>>

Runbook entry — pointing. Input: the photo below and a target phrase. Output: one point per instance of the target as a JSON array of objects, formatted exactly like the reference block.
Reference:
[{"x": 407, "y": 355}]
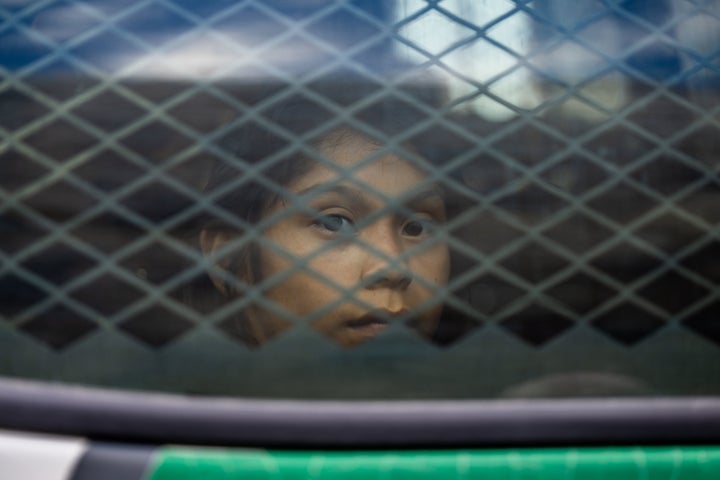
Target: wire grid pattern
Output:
[{"x": 607, "y": 221}]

<<

■ Your task ■
Your task is to restate every record word for word. Omit all pictures.

■ Answer to the problem ■
Runbook entry — pointing. Input: the photo below and a target phrase. Output: one point per instance of the target as a JSON array of objects, formatted exactly like the reference block.
Reference:
[{"x": 407, "y": 355}]
Target: wire grid pattern
Output:
[{"x": 607, "y": 221}]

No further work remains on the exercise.